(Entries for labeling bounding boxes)
** Start **

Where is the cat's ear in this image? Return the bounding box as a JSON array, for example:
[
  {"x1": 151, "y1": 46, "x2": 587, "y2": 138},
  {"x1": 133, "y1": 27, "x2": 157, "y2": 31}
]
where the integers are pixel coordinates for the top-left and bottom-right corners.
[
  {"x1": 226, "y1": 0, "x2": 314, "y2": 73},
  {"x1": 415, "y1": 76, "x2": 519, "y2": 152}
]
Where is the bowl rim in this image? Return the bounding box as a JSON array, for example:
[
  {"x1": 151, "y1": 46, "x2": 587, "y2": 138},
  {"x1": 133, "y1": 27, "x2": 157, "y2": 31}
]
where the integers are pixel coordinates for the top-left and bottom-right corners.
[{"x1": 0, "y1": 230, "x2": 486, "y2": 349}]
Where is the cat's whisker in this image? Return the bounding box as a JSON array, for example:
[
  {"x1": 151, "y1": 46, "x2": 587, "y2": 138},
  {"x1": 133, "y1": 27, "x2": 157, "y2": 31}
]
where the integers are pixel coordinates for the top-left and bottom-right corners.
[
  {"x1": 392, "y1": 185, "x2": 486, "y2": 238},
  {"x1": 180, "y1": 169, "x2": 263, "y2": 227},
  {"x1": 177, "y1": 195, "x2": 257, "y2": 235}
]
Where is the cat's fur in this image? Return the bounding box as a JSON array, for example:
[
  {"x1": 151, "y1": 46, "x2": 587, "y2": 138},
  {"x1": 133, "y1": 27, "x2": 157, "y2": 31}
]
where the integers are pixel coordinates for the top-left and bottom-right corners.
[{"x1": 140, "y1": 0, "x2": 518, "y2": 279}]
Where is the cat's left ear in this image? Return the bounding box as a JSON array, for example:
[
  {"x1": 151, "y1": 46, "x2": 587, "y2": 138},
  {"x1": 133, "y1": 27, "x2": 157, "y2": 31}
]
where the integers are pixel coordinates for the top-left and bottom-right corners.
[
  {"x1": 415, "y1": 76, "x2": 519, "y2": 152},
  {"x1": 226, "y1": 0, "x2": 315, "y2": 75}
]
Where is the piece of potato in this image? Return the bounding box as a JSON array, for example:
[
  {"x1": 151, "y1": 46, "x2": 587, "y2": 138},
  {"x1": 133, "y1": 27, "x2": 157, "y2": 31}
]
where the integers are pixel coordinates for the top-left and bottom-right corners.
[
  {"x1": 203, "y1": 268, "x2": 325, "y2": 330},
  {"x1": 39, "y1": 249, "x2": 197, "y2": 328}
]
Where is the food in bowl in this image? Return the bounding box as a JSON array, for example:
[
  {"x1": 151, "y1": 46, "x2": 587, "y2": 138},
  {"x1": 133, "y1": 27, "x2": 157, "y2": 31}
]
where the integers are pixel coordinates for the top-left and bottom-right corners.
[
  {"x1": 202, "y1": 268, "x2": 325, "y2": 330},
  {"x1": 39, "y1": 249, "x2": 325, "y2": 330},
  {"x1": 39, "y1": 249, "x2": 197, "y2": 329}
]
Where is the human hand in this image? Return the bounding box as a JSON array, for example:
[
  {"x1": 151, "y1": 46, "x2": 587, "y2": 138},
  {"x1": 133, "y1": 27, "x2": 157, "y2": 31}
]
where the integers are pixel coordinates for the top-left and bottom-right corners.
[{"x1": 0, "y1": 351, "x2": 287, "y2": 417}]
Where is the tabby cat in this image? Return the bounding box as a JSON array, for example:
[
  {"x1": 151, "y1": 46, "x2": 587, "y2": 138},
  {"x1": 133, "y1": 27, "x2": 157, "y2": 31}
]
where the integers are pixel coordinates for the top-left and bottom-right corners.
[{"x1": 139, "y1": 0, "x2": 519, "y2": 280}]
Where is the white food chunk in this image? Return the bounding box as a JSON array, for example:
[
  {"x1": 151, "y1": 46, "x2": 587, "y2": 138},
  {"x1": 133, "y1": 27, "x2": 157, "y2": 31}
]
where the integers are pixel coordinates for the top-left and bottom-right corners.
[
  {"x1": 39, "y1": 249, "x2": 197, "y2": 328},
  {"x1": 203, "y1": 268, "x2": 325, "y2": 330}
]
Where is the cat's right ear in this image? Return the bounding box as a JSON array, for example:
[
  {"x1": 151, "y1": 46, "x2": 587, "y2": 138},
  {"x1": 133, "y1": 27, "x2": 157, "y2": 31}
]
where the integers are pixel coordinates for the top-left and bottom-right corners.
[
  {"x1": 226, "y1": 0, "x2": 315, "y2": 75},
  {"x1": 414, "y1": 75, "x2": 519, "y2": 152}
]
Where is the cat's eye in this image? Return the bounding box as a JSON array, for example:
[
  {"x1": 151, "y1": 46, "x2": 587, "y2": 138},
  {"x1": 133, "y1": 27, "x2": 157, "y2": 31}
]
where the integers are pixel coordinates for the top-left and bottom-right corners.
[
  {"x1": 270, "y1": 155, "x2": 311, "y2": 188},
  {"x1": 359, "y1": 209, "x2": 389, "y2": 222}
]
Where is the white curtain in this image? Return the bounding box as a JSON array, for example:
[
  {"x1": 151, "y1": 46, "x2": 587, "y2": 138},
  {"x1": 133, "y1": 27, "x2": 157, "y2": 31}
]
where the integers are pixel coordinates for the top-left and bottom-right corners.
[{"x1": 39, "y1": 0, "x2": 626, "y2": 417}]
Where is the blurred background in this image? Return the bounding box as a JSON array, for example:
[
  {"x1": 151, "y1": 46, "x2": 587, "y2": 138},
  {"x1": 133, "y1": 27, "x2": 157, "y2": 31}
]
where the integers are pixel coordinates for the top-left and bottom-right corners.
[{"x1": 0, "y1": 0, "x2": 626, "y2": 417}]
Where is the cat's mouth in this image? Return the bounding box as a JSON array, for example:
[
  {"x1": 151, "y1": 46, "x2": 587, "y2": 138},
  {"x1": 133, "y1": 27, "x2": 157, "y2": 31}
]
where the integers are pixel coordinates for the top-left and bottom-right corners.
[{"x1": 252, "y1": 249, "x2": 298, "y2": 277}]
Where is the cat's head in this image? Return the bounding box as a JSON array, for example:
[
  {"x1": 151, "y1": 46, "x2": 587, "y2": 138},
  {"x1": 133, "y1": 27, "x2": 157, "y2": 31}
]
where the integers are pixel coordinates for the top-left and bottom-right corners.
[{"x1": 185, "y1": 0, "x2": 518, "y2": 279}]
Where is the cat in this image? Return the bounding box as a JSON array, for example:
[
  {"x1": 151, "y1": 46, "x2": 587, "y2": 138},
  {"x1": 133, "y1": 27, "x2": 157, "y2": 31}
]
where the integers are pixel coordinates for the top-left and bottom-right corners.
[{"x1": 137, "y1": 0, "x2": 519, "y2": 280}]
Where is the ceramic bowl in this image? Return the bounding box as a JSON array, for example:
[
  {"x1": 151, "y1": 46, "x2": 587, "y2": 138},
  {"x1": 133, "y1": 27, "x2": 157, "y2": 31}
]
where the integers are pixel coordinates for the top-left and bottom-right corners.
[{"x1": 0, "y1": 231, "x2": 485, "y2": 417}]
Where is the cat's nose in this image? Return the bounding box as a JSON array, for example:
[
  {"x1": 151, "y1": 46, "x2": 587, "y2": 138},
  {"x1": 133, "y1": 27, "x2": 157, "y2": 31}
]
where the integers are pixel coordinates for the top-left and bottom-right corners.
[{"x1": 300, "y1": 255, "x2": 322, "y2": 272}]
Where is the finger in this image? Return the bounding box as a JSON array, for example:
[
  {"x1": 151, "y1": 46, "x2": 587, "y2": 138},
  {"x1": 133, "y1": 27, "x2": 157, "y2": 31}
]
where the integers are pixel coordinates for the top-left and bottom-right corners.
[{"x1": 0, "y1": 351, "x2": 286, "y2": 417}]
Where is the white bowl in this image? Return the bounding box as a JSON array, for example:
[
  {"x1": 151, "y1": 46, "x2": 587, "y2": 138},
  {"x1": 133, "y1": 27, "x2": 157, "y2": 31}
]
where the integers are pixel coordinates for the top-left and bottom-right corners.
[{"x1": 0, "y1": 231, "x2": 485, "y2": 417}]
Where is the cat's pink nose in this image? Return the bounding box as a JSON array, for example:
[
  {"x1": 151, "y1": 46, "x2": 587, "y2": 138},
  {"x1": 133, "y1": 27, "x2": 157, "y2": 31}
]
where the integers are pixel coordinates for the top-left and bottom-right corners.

** End **

**EXERCISE OBJECTIVE**
Return every line of the rows above that contains the word "white", and treat uppercase and lowercase as different.

**TASK RESPONSE**
Where is the white food chunk in this image? Return the bounding box as a JSON array, for example:
Where is the white curtain in this image? Return the bounding box as a JSON array, for example:
Where is the white bowl in this image? Return the bounding box as a JSON array, for example:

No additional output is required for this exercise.